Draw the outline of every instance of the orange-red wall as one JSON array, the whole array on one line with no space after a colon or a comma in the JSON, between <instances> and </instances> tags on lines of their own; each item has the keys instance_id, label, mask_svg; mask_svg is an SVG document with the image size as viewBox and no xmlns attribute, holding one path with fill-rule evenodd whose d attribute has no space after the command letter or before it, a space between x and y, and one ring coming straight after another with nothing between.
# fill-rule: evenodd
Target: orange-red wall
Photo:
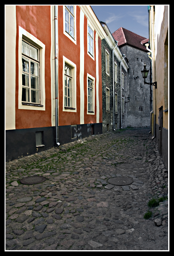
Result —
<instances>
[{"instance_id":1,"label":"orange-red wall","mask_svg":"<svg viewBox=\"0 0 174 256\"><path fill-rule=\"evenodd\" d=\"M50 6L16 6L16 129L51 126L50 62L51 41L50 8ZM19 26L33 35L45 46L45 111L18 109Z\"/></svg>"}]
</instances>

* * *

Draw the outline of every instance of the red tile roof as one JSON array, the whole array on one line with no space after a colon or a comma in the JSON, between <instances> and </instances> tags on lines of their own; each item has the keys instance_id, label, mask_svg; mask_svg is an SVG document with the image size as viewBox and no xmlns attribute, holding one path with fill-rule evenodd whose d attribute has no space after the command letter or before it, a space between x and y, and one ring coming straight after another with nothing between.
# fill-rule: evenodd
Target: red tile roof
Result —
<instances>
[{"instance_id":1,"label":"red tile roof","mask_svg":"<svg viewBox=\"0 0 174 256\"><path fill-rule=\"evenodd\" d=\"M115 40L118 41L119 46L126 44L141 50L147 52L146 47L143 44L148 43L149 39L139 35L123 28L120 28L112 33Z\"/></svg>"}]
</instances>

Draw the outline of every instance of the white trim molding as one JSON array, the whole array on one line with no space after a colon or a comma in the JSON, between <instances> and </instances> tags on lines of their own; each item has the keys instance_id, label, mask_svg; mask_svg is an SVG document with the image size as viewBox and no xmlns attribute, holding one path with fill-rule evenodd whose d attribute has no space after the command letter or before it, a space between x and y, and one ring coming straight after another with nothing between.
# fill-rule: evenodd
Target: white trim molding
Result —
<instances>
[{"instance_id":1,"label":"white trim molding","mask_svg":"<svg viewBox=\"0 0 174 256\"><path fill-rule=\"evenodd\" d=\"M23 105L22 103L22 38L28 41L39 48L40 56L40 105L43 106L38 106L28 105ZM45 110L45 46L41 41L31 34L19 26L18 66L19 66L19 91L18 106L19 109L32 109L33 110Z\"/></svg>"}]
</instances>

:: Your task ::
Pull out every line of the data above that contains the word "Target", copying each such line in full.

:: Exercise output ::
Target: orange-red wall
Target: red tile roof
Target: white trim molding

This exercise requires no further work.